*简短练习:*
根据下文关于 RegExp 的规范节选，回答以下问题：
1. 在 [ %Symbol.search% ] 方法中，若 result 为 null，返回什么值？
2. RegExp.prototype.source 的 set 访问器函数是什么？
3. 若 R 没有 [[OriginalSource]] 内部槽，且 SameValue(R, %RegExp.prototype%) 为 true，get 访问器返回什么？

━━━━━ 原文节选 ━━━━━

如果 nextSourcePosition ≥ lengthS，返回 accumulatedResult。
返回 accumulatedResult 与 S 自 nextSourcePosition 起子串的拼接。

该方法的 "name" 属性值为 "[Symbol.replace]"。

22.2.6.12 RegExp.prototype [ %Symbol.search% ] ( `string` )

调用该方法时执行以下步骤：

令 rx 为 this 值。
如果 rx 不是对象，抛出 TypeError 异常。
令 S 为 ? ToString(string)。
令 previousLastIndex 为 ? Get(rx, "lastIndex")。
如果 previousLastIndex 不是 +0_𝔽，则
1. 执行 ? Set(rx, "lastIndex", +0_𝔽, true)。
令 result 为 ? RegExpExec(rx, S)。
令 currentLastIndex 为 ? Get(rx, "lastIndex")。
如果 SameValue(currentLastIndex, previousLastIndex) 为 false，则
1. 执行 ? Set(rx, "lastIndex", previousLastIndex, true)。
如果 result 为 null，返回 -1_𝔽。
返回 ? Get(result, "index")。

该方法的 "name" 属性值为 "[Symbol.search]"。

Note

执行搜索时忽略该 RegExp 对象的 "lastIndex" 与 "global" 属性。"lastIndex" 属性保持不变。

22.2.6.13 get RegExp.prototype.source

RegExp.prototype.source 是一个存取器属性，其 set 访问器函数为 undefined。其 get 访问器函数被调用时执行以下步骤：

令 R 为 this 值。
如果 R 不是对象，抛出 TypeError 异常。
如果 R 没有 [[OriginalSource]] 内部槽，则
1. 如果 SameValue(R, %RegExp.prototype%) 为 true，返回 "(?:)"。
2. 否则，抛出 TypeError 异常。
断言：R 具有 [[OriginalFlags]] 内部槽。
令 src 为 R.[[OriginalSource]]。
令 flags 为 R.[[OriginalFlags]]。
返回 EscapeRegExpPattern(src, flags)。

22.2.6.13.1 EscapeRegExpPattern ( `P`, `F` )

━━━━━ 所给数据 ━━━━━

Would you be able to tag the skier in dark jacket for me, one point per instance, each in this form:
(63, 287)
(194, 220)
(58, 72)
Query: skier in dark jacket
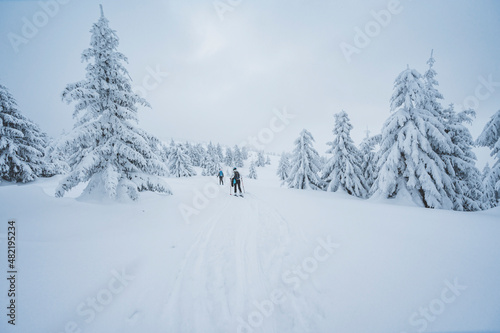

━━━━━

*作答结果:*
1. 返回 -1_𝔽。
2. undefined。
3. 返回 "(?:)"。